● Work item
Output the full listing word for word.

● Information
-*-*-

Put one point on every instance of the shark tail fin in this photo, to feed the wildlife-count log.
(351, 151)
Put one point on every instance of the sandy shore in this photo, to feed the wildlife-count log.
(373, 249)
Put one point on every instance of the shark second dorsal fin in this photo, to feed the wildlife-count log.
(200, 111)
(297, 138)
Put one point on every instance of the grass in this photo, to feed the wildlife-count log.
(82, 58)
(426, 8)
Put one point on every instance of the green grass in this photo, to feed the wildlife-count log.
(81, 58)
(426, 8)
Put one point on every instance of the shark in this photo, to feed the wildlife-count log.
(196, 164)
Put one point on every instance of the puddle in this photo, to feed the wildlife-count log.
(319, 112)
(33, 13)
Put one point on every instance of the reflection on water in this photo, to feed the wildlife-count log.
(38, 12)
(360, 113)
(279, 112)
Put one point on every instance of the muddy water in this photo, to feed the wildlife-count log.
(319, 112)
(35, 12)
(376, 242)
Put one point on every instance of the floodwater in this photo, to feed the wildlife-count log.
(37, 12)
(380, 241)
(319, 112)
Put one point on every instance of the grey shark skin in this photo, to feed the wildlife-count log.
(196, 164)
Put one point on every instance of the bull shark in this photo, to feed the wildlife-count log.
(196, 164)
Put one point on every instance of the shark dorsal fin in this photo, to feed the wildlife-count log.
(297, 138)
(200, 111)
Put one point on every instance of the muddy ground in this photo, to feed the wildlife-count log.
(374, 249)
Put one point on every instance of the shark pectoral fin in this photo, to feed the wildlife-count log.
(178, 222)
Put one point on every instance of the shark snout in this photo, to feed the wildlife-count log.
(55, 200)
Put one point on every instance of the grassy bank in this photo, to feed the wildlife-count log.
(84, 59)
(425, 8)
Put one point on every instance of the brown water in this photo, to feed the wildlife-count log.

-*-*-

● Exercise result
Put one point on every instance of the shark tail fin in this photo, to feed the wildlife-count log.
(351, 151)
Put one point on every instance of the sandy shore in this photo, to feed the wildlife-count log.
(373, 249)
Put one point on every instance of the shark second dorsal fin in this photo, to feed the wildlife-count log.
(200, 111)
(297, 138)
Put one point on every instance of the grass in this photo, to feed the wildlife-count log.
(82, 58)
(426, 8)
Put one point on every instance of the green grass in this photo, to feed the wildlife-count log.
(81, 58)
(426, 8)
Put one point on every instance of the shark in this photo, to feed the wildlife-count log.
(196, 164)
Put one point on every instance of the puddle in this photo, to feed the wildlife-count log.
(319, 112)
(33, 13)
Put one point on every instance of the reflection on water in this photo, to feed the wildlife-count log.
(38, 12)
(360, 113)
(279, 112)
Put one point on every instance of the muddy water in this photo, to feed the wildlife-count log.
(319, 112)
(35, 12)
(376, 242)
Put one point on every instance of the floodwater in this photo, to feed the wildlife-count log.
(37, 12)
(380, 241)
(319, 112)
Put one point on every instance of the grey shark skin in this photo, to feed the wildlife-count log.
(196, 164)
Put one point on every instance of the bull shark in this photo, to feed the wildlife-count log.
(196, 164)
Put one point on every instance of the shark dorsal fin in this photo, to feed the wildlife-count log.
(297, 138)
(200, 111)
Put one point on every instance of the muddy ground in this photo, to feed the wildlife-count log.
(374, 249)
Put one point on every instance of the shark pectoral fin in this photo, to feed the wildlife-count log.
(178, 222)
Put one point on every instance of the shark snout in this photo, to feed the wildlife-count log.
(55, 200)
Put one point on every instance of the grassy bank in this photo, to feed the wildlife-count log.
(84, 59)
(425, 8)
Put one point on every instance of the brown water in this photo, to feed the wildlife-count log.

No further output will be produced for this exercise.